[start]

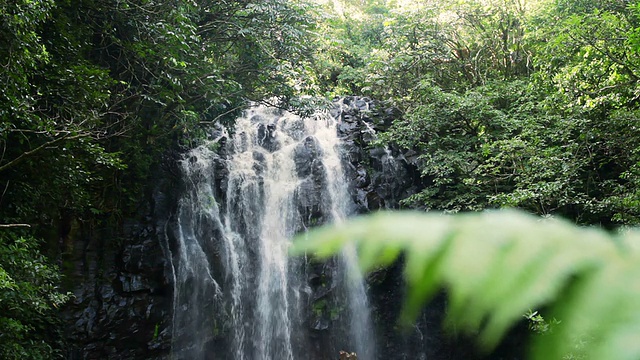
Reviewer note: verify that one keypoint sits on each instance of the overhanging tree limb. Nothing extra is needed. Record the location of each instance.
(26, 154)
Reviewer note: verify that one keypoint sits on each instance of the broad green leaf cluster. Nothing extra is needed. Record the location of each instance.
(497, 265)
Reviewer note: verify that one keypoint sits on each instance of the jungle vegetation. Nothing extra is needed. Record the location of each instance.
(508, 104)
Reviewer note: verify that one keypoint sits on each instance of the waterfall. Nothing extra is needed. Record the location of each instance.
(247, 194)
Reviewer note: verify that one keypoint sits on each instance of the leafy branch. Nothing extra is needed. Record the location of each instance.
(495, 266)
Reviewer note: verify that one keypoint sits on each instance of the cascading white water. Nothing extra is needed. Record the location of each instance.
(235, 222)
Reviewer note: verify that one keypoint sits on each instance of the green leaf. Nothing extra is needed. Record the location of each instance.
(497, 265)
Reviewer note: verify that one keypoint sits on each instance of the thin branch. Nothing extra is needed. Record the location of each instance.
(26, 154)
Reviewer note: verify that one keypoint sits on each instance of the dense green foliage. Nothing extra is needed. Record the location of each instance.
(521, 104)
(496, 265)
(29, 298)
(508, 104)
(93, 93)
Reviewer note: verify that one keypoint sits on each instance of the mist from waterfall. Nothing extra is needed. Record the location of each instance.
(247, 194)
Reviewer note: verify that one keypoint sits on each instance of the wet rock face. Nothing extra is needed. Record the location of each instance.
(122, 277)
(379, 176)
(121, 283)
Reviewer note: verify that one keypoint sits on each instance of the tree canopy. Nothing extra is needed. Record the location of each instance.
(525, 104)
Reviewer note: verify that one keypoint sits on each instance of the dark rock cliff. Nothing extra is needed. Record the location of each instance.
(122, 278)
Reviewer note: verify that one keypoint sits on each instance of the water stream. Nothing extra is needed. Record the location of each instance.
(247, 195)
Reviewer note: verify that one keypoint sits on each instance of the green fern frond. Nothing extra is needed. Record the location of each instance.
(497, 265)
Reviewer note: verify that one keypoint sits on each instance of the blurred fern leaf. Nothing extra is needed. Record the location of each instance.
(496, 265)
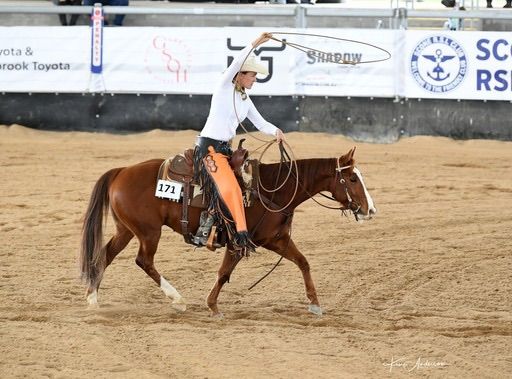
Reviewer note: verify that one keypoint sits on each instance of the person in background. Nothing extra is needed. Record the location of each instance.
(507, 5)
(63, 17)
(230, 105)
(119, 18)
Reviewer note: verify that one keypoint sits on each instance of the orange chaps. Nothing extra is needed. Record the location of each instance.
(220, 171)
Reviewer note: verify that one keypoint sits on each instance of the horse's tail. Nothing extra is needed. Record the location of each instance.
(92, 252)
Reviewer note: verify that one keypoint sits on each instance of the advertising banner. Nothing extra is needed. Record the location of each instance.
(458, 65)
(44, 59)
(423, 64)
(190, 60)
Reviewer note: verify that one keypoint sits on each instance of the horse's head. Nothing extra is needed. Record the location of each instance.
(350, 190)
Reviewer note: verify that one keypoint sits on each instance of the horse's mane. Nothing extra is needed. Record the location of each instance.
(309, 170)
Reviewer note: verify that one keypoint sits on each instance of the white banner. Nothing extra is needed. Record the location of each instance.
(190, 60)
(315, 73)
(458, 65)
(424, 64)
(45, 59)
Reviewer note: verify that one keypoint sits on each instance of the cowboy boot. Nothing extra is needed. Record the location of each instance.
(205, 226)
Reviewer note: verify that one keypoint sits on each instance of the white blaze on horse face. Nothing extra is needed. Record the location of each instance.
(168, 289)
(369, 200)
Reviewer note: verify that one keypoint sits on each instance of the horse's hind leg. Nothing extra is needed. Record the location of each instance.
(116, 244)
(145, 260)
(228, 265)
(286, 248)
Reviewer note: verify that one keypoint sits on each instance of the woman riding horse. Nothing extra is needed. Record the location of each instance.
(229, 106)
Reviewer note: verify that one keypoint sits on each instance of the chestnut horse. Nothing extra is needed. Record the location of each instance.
(129, 192)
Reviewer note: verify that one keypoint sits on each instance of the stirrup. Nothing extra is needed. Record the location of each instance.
(203, 232)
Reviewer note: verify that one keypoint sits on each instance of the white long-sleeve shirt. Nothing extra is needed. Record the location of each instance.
(222, 120)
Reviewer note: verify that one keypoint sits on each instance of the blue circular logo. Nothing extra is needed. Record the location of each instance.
(438, 64)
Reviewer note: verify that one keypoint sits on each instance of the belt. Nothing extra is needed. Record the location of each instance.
(223, 147)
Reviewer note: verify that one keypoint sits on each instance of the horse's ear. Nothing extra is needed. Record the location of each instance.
(348, 158)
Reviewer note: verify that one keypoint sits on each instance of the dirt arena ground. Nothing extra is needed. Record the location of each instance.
(423, 290)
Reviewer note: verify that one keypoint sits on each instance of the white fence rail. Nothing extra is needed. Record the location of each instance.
(300, 13)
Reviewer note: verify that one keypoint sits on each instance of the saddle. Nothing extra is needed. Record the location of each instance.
(180, 168)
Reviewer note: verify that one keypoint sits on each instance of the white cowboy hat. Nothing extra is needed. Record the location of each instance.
(251, 64)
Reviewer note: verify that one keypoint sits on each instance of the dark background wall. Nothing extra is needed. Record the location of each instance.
(364, 119)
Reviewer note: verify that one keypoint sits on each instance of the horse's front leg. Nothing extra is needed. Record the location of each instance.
(286, 248)
(228, 265)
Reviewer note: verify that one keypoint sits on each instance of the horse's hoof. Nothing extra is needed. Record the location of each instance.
(315, 309)
(217, 316)
(179, 305)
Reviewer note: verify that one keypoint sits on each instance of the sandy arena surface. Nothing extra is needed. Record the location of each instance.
(426, 284)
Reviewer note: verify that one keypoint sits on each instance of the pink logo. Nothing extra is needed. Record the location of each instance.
(168, 60)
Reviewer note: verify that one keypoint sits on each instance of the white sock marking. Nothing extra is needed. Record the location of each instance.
(92, 298)
(168, 289)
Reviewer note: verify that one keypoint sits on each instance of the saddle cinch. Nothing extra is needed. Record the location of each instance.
(180, 168)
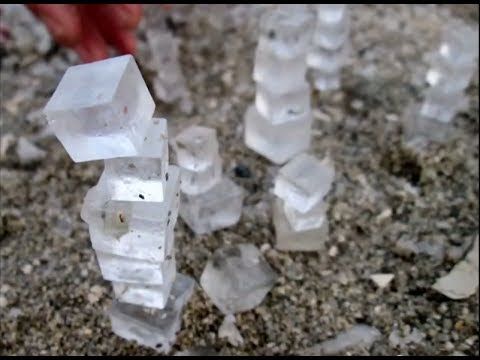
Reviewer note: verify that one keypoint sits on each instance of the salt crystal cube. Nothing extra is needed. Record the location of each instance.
(101, 110)
(311, 219)
(155, 328)
(280, 107)
(155, 296)
(217, 208)
(196, 147)
(303, 182)
(128, 270)
(290, 239)
(277, 142)
(237, 278)
(134, 229)
(283, 74)
(196, 182)
(286, 30)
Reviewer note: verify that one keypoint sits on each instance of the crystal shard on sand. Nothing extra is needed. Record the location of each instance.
(237, 278)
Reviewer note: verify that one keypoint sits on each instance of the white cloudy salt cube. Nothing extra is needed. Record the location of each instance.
(290, 239)
(133, 229)
(196, 182)
(283, 74)
(279, 107)
(311, 219)
(237, 278)
(304, 181)
(140, 178)
(277, 142)
(101, 110)
(325, 81)
(128, 270)
(155, 296)
(286, 30)
(217, 208)
(196, 147)
(155, 328)
(329, 62)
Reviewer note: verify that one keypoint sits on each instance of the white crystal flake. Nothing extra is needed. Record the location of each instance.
(101, 110)
(237, 278)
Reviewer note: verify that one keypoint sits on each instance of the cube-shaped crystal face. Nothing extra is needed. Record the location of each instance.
(101, 110)
(304, 181)
(286, 30)
(217, 208)
(196, 147)
(283, 74)
(279, 107)
(196, 182)
(277, 142)
(237, 278)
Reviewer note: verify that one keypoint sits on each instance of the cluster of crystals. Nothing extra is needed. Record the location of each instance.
(103, 110)
(299, 210)
(329, 45)
(209, 200)
(452, 66)
(278, 125)
(169, 82)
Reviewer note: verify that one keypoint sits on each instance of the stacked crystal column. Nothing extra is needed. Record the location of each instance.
(452, 67)
(299, 212)
(329, 45)
(209, 200)
(278, 125)
(103, 110)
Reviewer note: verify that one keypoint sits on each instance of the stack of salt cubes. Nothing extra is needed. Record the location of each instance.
(103, 110)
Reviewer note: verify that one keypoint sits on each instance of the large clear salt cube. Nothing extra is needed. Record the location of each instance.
(101, 110)
(196, 182)
(279, 107)
(217, 208)
(155, 296)
(283, 74)
(304, 181)
(277, 142)
(196, 147)
(155, 328)
(134, 229)
(288, 238)
(237, 278)
(311, 219)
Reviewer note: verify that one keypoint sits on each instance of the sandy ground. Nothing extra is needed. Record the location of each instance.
(52, 296)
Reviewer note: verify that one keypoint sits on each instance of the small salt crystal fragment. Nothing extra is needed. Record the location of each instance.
(359, 336)
(229, 331)
(382, 280)
(28, 152)
(462, 281)
(237, 278)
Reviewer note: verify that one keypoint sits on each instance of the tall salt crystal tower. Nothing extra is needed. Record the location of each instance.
(300, 210)
(103, 110)
(452, 67)
(329, 45)
(209, 200)
(278, 125)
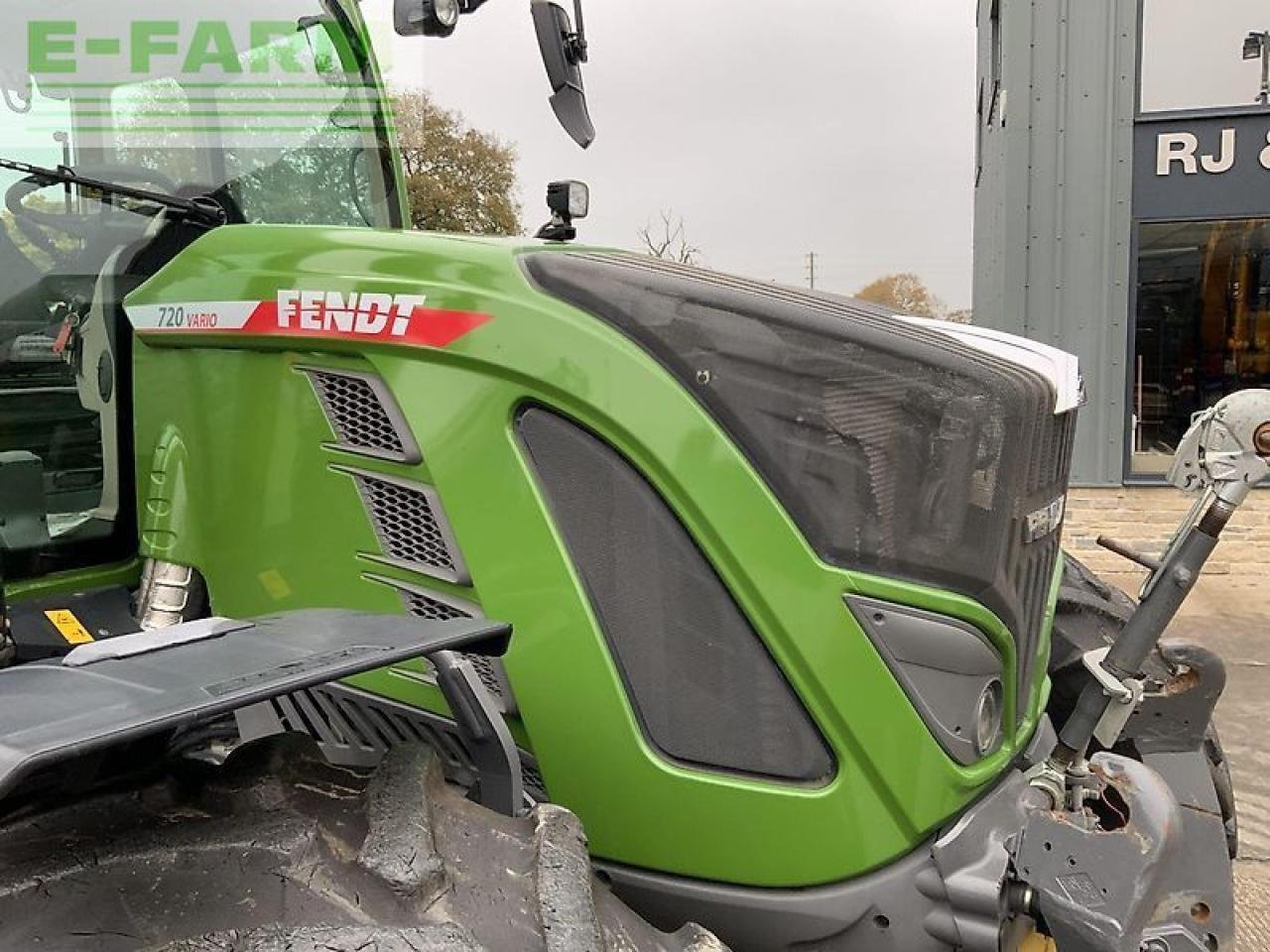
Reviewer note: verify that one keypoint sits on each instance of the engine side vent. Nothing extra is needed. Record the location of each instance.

[end]

## PROBLEM STATEMENT
Go to the line containing "the sandy ground." and set it down, along with every later line through the last one, exactly as written and without the pictures.

## ANSWER FOR THIS EXERCISE
Reviewer note: verify that one keypoint sits on each instance of the sandy ground. Nothing extra is needed. Record the location of each instance.
(52, 296)
Reviewer note: verify that one keypoint sits on each instance of the small salt crystal fragment. Nothing extra is needed. Record the location of each instance.
(359, 336)
(229, 331)
(382, 280)
(28, 152)
(462, 281)
(237, 278)
Reviewer note: verify that one keypoint sits on each instance of the tall salt crystal tower. Nothing extra is needed. Record the location of each instance.
(300, 210)
(103, 110)
(452, 67)
(329, 45)
(209, 200)
(278, 125)
Reviewer note: verify that one keypoint sits on each instance of the engine side vent. Nothing extra is needed. Record the location of each instance.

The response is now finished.